▸ **Requirements**: Reproduce every line of the records below, requests included, multiplying each point coordinate in the answers by 0.95 and rounding to the nearest whole number, with halves rounded up, while the sample coordinates in the requests stay unchanged. Leave the pictures out of your reply.

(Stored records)
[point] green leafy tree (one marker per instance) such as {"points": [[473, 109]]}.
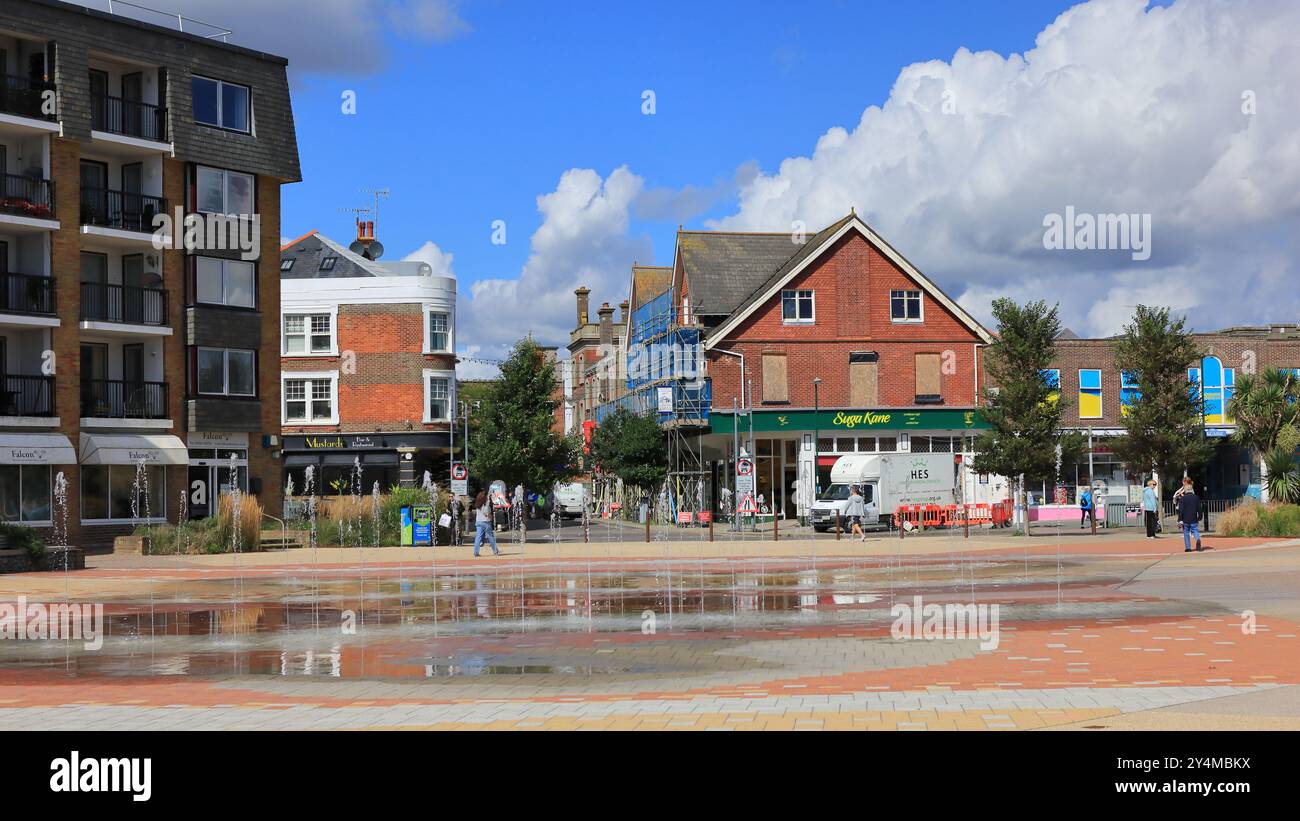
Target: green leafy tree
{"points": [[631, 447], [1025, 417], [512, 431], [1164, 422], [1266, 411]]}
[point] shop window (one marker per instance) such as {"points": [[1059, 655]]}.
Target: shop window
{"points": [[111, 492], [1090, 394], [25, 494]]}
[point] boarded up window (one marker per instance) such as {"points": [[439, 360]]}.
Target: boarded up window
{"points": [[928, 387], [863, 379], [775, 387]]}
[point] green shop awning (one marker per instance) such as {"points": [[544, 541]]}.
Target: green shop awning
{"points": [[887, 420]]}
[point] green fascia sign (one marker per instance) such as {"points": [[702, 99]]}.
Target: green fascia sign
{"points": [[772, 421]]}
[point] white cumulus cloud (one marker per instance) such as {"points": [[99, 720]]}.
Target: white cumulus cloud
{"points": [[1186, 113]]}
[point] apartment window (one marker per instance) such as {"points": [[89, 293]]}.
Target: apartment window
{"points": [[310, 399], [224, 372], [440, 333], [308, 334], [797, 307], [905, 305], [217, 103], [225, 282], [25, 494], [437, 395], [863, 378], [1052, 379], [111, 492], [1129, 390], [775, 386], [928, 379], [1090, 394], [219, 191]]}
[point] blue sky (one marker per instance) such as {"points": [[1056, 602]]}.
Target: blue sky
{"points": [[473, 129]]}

▸ **Solution**:
[point] green leafy tree (one marker per instance) such as {"points": [[473, 109]]}.
Target: green leafy tree
{"points": [[599, 425], [974, 396], [486, 409], [1106, 401], [1203, 390]]}
[point] shop window (one marker per instance) such as {"points": [[1059, 655]]}.
Target: shop window
{"points": [[105, 467], [1036, 374], [24, 469]]}
[point] boarded up window (one marker per instance) such as {"points": [[439, 360]]}.
Target: boarded up window
{"points": [[882, 368], [820, 360], [736, 368]]}
[point] green shop awning (one marker per instance) such as {"points": [[544, 541]]}.
Target: green shop awning
{"points": [[843, 399]]}
[point] green fascia sign (one marker per instance) such as {"points": [[702, 99]]}.
Target: green fascia sign
{"points": [[733, 400]]}
[point] white cumulus cloud (one marker per instance) such as {"points": [[99, 720]]}.
Target: white cumulus cloud
{"points": [[1127, 107]]}
[point] apartment window (one marker per instance) such as {"points": [[89, 293]]}.
Target: apartment window
{"points": [[295, 379], [213, 353], [418, 316], [293, 317], [757, 292], [860, 290], [206, 98], [214, 268], [24, 469], [415, 375], [820, 359], [999, 360], [105, 467], [1073, 371], [736, 367], [882, 360], [1036, 374], [208, 181]]}
[point] blue sky (one marker per instance) such as {"points": [[1056, 602]]}.
Target: blue sky
{"points": [[449, 123]]}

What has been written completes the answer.